◆ Exercise goal: Rewrite only the entries from the line with "the man's dark" through the end of the entries, both ends included and requests kept as they are. Rescale every x and y coordinate in the answers by 0.95 and round each to the nearest whole number, with halves going up.

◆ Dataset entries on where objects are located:

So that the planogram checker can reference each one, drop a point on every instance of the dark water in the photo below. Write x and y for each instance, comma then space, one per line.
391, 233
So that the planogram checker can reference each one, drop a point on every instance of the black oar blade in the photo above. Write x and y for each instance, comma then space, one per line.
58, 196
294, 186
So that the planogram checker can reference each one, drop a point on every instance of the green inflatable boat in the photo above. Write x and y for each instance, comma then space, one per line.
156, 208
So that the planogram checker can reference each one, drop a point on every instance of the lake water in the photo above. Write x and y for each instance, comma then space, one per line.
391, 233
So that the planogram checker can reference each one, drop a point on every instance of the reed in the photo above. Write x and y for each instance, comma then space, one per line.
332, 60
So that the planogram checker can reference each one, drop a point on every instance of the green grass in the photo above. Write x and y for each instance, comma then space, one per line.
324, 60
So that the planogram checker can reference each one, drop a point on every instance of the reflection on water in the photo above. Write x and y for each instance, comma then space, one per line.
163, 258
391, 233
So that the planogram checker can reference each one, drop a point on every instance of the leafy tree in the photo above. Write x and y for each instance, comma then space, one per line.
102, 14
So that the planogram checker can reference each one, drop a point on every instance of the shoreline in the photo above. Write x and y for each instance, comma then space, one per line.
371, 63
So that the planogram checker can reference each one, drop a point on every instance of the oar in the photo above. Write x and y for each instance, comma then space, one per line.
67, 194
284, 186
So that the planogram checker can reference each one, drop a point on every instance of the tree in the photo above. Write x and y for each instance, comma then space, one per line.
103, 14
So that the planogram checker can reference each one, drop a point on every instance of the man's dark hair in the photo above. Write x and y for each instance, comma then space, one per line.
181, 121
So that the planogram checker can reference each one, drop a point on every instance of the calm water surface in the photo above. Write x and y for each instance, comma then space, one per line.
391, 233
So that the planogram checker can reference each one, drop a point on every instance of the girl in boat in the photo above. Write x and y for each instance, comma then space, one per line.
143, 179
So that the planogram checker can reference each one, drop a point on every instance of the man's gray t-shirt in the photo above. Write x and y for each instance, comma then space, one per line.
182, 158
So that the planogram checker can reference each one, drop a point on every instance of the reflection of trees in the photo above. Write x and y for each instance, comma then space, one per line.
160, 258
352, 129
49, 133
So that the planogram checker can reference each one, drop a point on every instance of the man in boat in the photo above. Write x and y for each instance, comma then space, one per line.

◆ Result of the exercise:
So that the planogram checker can reference each one, drop a point on every instance of the man's dark hair in the photo above. Write x and y for each instance, comma then space, one per line.
172, 115
So that the planogram checker can reference each one, drop a point on every instance of the calm water surface in the photo above. Write x and y for each instance, comma then space, one per line.
371, 221
So that the planogram checker can reference each one, drop a point on every instance of the girl in boat in the photo above. Write x and y for each instance, comma then space, one per line.
136, 170
So that the planogram checker can reference each one, drop a point on every instance of the man's gray t-shirt in the photo above. Write x and y for each instance, comma then space, one per line.
173, 150
So that the planogram checker can reference each one, drop a point on every instance of the reflection of trees in the photo above. Write x and y for each instance, comma then space, one per line.
152, 245
334, 123
47, 126
So that the planogram checker can reference each one, drop a point on every instance of the man in boat in the photo above. Write x and y for each instance, comma then space, one per line.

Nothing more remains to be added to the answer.